■ EXERCISE INSTRUCTIONS ■
What is the number of lines below that hold "post"? Answer with that number only.

(SUPPLIED DATA begins)

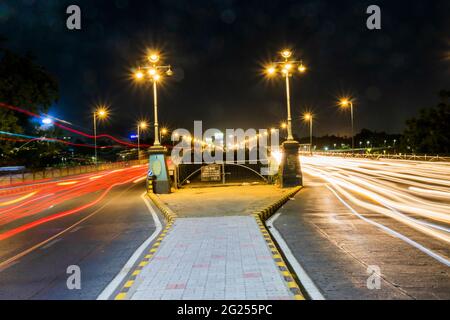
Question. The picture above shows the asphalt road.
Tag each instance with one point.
(354, 215)
(96, 223)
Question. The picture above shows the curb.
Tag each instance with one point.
(170, 218)
(260, 217)
(168, 214)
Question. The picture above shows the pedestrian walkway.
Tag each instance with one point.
(213, 258)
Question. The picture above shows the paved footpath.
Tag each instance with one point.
(211, 258)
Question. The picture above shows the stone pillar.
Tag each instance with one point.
(290, 170)
(158, 169)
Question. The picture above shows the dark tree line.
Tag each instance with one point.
(429, 132)
(24, 84)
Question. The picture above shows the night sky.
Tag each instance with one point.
(217, 49)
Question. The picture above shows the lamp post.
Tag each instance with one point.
(344, 103)
(286, 67)
(154, 72)
(141, 125)
(290, 171)
(308, 117)
(158, 173)
(163, 132)
(101, 113)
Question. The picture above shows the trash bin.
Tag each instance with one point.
(150, 183)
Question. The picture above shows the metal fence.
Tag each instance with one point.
(17, 178)
(413, 157)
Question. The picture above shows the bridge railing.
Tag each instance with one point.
(413, 157)
(28, 176)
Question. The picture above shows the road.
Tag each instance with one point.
(94, 221)
(356, 214)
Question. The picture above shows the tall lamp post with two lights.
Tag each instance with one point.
(290, 170)
(100, 113)
(158, 170)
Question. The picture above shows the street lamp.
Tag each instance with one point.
(163, 132)
(100, 113)
(344, 103)
(154, 73)
(308, 117)
(142, 125)
(287, 68)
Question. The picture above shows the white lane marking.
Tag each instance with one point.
(76, 229)
(48, 245)
(114, 284)
(305, 280)
(9, 265)
(394, 233)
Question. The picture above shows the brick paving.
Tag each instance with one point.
(217, 258)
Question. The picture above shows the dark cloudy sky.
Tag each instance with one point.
(217, 47)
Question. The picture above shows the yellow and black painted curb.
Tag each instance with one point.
(170, 218)
(169, 215)
(260, 217)
(267, 212)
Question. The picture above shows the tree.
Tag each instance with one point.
(24, 84)
(429, 133)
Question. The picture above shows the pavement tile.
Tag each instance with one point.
(211, 258)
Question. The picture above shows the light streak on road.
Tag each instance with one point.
(414, 194)
(81, 194)
(21, 198)
(68, 183)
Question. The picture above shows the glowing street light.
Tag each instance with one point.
(100, 113)
(286, 68)
(142, 125)
(308, 117)
(344, 103)
(154, 75)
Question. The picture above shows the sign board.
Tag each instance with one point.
(211, 172)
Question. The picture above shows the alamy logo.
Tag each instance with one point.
(73, 22)
(74, 280)
(374, 280)
(374, 21)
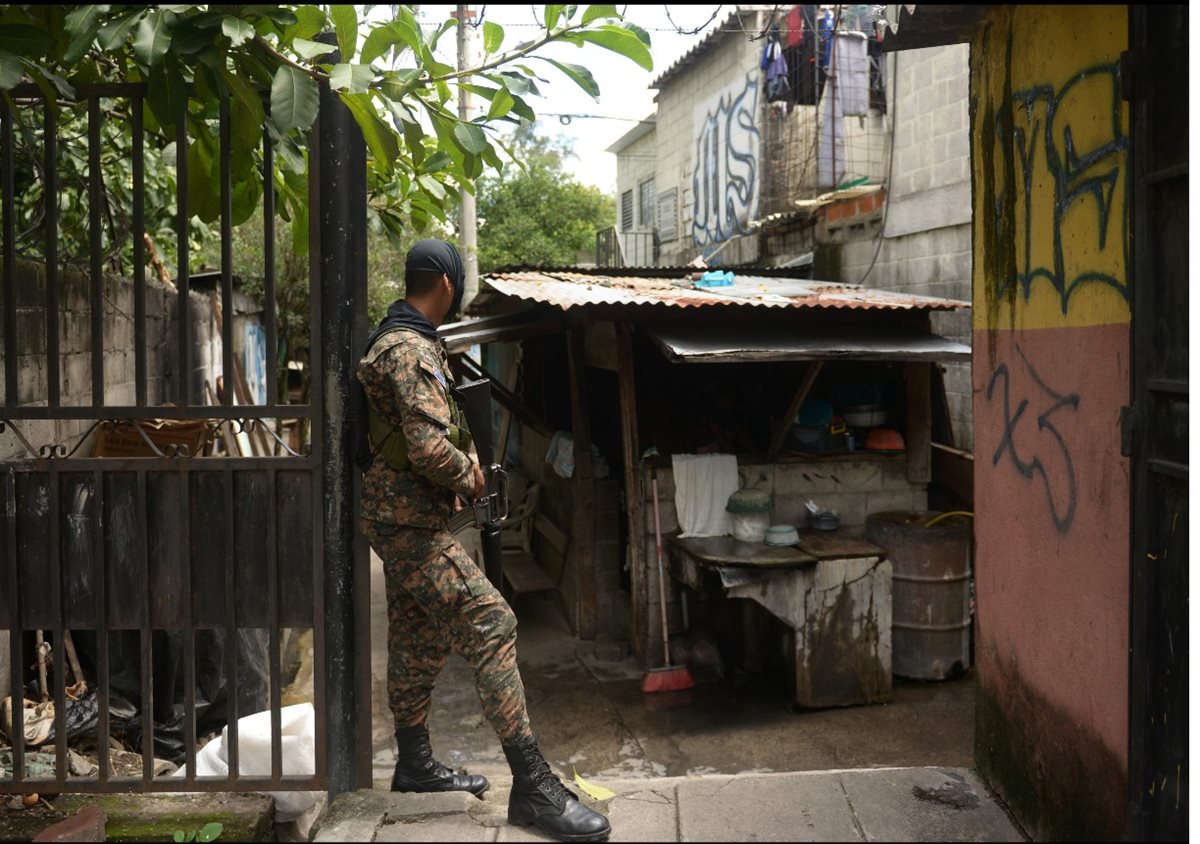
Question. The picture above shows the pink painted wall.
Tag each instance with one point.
(1049, 143)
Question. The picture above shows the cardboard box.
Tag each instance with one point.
(124, 441)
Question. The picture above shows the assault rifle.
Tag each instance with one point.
(475, 397)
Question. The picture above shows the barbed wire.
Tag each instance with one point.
(681, 30)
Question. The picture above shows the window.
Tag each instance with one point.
(669, 215)
(627, 210)
(646, 210)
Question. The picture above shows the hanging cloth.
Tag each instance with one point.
(851, 66)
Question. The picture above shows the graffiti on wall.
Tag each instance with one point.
(1063, 161)
(1054, 466)
(725, 177)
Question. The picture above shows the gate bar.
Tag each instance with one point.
(10, 258)
(95, 198)
(139, 255)
(342, 209)
(183, 309)
(51, 203)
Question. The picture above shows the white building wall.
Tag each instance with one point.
(927, 244)
(729, 71)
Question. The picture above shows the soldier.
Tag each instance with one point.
(438, 600)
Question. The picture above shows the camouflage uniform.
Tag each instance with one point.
(438, 600)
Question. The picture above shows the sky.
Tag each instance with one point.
(625, 96)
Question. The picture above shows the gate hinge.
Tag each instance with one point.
(1126, 70)
(1128, 428)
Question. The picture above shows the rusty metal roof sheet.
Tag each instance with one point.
(576, 288)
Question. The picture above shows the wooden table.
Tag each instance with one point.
(833, 591)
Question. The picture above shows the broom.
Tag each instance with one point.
(669, 677)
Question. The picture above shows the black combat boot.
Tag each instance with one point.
(417, 770)
(539, 797)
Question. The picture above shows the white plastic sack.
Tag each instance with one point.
(298, 737)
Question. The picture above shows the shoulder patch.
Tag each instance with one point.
(435, 372)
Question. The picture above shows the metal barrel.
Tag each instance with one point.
(930, 591)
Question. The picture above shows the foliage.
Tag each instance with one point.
(538, 215)
(209, 832)
(265, 64)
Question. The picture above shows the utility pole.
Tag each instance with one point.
(467, 232)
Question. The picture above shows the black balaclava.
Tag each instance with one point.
(425, 255)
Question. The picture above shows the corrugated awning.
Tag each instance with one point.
(505, 328)
(750, 342)
(574, 288)
(933, 25)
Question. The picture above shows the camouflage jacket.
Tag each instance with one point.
(406, 379)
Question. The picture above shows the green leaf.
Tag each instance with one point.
(115, 33)
(311, 49)
(493, 36)
(621, 41)
(471, 138)
(577, 73)
(437, 161)
(383, 39)
(166, 94)
(502, 103)
(381, 141)
(82, 25)
(294, 99)
(239, 31)
(552, 15)
(642, 35)
(154, 37)
(209, 832)
(310, 21)
(354, 78)
(598, 11)
(346, 22)
(22, 40)
(11, 71)
(397, 85)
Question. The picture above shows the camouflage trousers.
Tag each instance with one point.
(439, 602)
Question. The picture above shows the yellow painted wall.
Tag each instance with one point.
(1050, 149)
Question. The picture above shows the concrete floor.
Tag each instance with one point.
(593, 716)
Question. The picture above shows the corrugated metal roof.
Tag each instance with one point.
(707, 42)
(933, 25)
(574, 288)
(743, 342)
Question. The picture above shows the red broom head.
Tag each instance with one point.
(667, 678)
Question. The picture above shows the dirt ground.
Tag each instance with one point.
(593, 716)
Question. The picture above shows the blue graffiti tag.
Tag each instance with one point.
(1027, 468)
(1090, 174)
(724, 183)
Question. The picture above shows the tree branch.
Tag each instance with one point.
(316, 73)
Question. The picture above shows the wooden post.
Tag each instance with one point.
(802, 393)
(918, 437)
(635, 504)
(583, 519)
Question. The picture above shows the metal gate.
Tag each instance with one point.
(1158, 668)
(166, 574)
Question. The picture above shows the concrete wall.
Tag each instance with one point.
(927, 239)
(76, 345)
(723, 87)
(635, 165)
(1050, 141)
(852, 488)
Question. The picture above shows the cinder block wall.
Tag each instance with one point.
(76, 346)
(927, 244)
(726, 64)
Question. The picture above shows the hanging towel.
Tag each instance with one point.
(703, 485)
(851, 65)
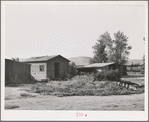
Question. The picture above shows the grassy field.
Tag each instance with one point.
(23, 97)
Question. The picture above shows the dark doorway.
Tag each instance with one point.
(57, 70)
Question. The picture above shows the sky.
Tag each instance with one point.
(70, 29)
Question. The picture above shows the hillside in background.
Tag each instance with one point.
(81, 60)
(135, 61)
(84, 60)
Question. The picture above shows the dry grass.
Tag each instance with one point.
(83, 86)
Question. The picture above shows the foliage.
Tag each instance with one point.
(119, 50)
(72, 69)
(108, 50)
(80, 86)
(111, 75)
(100, 53)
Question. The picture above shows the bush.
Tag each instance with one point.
(111, 75)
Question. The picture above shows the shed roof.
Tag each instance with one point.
(98, 65)
(42, 58)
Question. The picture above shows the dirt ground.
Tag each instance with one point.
(20, 98)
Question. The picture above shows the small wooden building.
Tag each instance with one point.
(16, 72)
(48, 67)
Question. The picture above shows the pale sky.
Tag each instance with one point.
(70, 29)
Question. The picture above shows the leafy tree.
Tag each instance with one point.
(100, 52)
(119, 50)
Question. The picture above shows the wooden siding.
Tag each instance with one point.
(64, 65)
(36, 73)
(16, 72)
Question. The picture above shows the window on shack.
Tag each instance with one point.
(41, 68)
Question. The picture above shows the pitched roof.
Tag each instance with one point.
(98, 65)
(42, 58)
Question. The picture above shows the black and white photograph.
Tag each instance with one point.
(74, 60)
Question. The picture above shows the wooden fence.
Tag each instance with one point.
(16, 72)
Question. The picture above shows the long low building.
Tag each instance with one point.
(97, 67)
(52, 67)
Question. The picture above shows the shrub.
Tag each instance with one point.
(111, 75)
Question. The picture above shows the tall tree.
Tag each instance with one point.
(119, 50)
(100, 52)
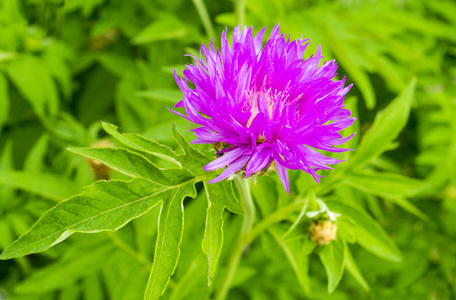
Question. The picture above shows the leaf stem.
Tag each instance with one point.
(205, 18)
(247, 223)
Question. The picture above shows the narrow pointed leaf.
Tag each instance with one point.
(368, 233)
(133, 164)
(292, 248)
(169, 238)
(102, 206)
(142, 144)
(219, 196)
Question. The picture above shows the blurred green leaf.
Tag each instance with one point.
(219, 196)
(74, 265)
(367, 232)
(32, 79)
(292, 248)
(386, 127)
(168, 96)
(353, 269)
(384, 184)
(164, 28)
(333, 258)
(36, 155)
(4, 100)
(47, 185)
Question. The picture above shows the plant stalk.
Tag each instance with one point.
(239, 8)
(247, 223)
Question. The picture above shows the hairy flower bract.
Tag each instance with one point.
(266, 104)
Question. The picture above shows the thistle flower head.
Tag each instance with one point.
(267, 104)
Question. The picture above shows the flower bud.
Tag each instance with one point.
(323, 231)
(100, 170)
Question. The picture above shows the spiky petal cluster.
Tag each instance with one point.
(267, 103)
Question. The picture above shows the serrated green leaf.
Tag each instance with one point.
(102, 206)
(167, 251)
(219, 196)
(194, 160)
(46, 185)
(390, 186)
(386, 127)
(368, 233)
(142, 144)
(353, 269)
(133, 164)
(333, 258)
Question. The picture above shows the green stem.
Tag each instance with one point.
(239, 8)
(247, 201)
(205, 18)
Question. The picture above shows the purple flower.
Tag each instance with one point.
(265, 104)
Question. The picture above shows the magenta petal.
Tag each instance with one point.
(270, 102)
(224, 160)
(283, 175)
(231, 169)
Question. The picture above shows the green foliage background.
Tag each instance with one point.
(67, 65)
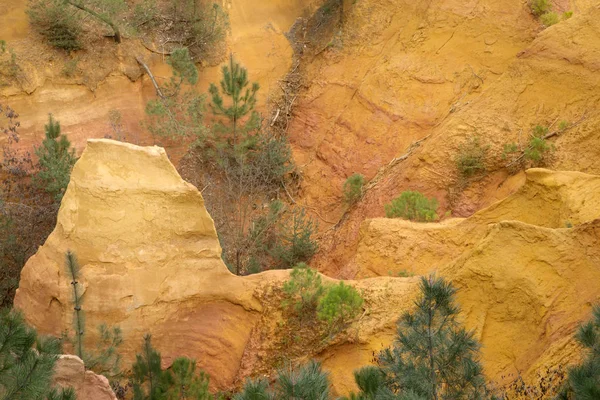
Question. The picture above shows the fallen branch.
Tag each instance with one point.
(143, 64)
(547, 136)
(276, 116)
(162, 53)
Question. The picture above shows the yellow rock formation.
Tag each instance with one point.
(150, 262)
(109, 78)
(70, 372)
(526, 268)
(546, 82)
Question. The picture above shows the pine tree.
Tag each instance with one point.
(186, 383)
(56, 159)
(309, 382)
(27, 361)
(234, 85)
(583, 382)
(255, 390)
(433, 356)
(370, 380)
(149, 380)
(104, 359)
(73, 270)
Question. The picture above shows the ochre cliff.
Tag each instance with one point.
(108, 77)
(150, 263)
(552, 79)
(526, 268)
(70, 372)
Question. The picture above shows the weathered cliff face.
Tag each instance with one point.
(108, 77)
(70, 372)
(150, 262)
(400, 69)
(552, 79)
(525, 267)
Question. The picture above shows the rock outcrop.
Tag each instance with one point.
(150, 262)
(526, 268)
(70, 372)
(554, 78)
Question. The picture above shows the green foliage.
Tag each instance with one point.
(72, 267)
(295, 242)
(353, 188)
(370, 380)
(185, 383)
(550, 18)
(339, 305)
(539, 7)
(242, 100)
(254, 390)
(413, 206)
(304, 289)
(583, 382)
(179, 110)
(538, 146)
(56, 159)
(70, 67)
(105, 359)
(280, 238)
(27, 361)
(183, 66)
(563, 126)
(470, 160)
(433, 355)
(271, 158)
(149, 380)
(182, 382)
(27, 213)
(9, 271)
(309, 382)
(54, 20)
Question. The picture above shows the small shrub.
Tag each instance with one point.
(309, 382)
(70, 68)
(56, 23)
(584, 378)
(56, 159)
(563, 125)
(413, 206)
(295, 242)
(470, 160)
(538, 146)
(353, 188)
(304, 289)
(340, 304)
(539, 7)
(549, 18)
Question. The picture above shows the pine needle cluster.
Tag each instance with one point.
(27, 361)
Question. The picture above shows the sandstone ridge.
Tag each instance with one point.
(150, 259)
(151, 263)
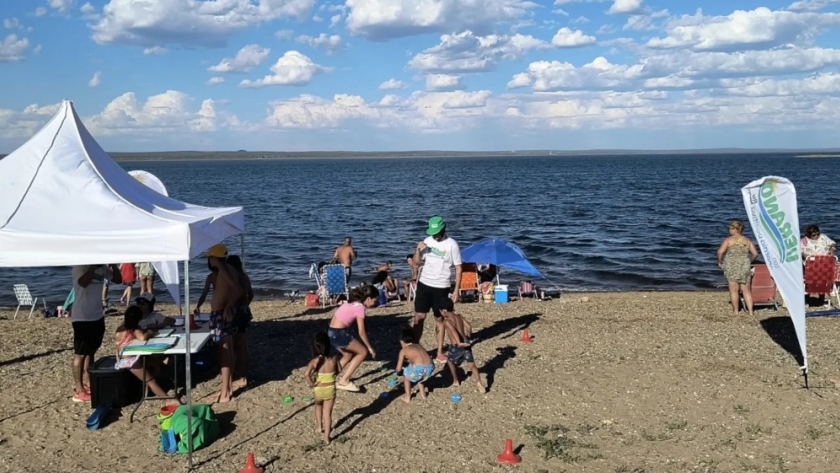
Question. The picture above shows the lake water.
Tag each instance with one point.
(589, 223)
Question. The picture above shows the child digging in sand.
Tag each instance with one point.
(324, 367)
(420, 366)
(460, 350)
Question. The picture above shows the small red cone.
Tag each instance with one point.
(508, 456)
(250, 466)
(193, 325)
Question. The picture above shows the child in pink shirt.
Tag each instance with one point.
(353, 352)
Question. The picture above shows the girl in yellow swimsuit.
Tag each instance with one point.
(320, 375)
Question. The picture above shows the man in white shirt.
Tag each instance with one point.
(438, 254)
(88, 320)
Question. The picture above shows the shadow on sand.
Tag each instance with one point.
(781, 331)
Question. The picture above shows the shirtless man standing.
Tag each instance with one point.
(345, 254)
(225, 296)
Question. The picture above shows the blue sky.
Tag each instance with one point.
(280, 75)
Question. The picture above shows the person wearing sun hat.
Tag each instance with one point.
(222, 327)
(438, 253)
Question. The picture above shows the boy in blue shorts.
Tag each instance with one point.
(420, 366)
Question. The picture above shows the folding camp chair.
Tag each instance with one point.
(335, 281)
(469, 280)
(762, 287)
(25, 299)
(527, 288)
(820, 273)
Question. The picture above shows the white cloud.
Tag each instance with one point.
(249, 57)
(166, 112)
(811, 5)
(62, 6)
(155, 50)
(443, 82)
(331, 43)
(625, 6)
(545, 76)
(188, 22)
(392, 84)
(566, 38)
(13, 48)
(761, 28)
(466, 52)
(293, 68)
(94, 81)
(381, 20)
(284, 35)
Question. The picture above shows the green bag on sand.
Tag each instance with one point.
(205, 426)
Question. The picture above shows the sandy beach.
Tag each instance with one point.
(613, 382)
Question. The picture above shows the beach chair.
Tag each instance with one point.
(335, 282)
(762, 287)
(820, 273)
(835, 291)
(527, 288)
(469, 281)
(25, 298)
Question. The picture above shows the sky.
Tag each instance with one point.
(382, 75)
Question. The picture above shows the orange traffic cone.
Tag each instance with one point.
(250, 466)
(508, 456)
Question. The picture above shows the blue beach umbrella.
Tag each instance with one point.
(501, 253)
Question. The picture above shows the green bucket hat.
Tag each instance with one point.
(436, 225)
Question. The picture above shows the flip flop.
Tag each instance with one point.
(347, 387)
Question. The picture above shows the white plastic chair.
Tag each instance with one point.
(25, 299)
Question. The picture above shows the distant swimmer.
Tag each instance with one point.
(345, 254)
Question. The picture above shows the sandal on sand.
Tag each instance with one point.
(347, 387)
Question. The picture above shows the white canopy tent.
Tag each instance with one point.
(66, 202)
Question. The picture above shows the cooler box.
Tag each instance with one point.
(501, 294)
(108, 385)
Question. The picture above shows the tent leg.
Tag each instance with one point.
(242, 244)
(188, 361)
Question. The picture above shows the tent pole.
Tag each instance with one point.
(188, 361)
(242, 244)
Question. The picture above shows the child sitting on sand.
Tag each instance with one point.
(419, 367)
(459, 331)
(128, 332)
(324, 367)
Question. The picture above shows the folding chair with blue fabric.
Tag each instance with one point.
(335, 281)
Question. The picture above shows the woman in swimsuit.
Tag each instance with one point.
(735, 257)
(353, 352)
(126, 333)
(324, 367)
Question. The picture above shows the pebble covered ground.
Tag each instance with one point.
(612, 382)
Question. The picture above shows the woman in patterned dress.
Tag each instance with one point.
(735, 257)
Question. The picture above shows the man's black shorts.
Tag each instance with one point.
(431, 298)
(87, 337)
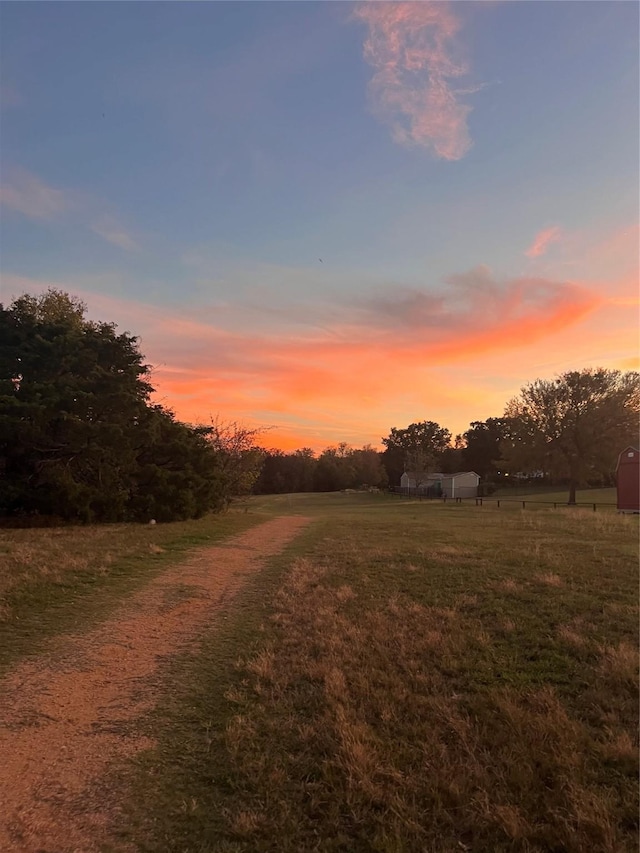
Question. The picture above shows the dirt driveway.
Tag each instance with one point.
(68, 716)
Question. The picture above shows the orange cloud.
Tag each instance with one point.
(542, 241)
(411, 47)
(391, 359)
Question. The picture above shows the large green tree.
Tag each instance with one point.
(482, 448)
(71, 392)
(79, 436)
(574, 426)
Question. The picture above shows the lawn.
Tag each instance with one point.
(410, 676)
(64, 578)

(SUPPLIED DATA ends)

■ SOLUTION FOR THIS EXERCISE ■
3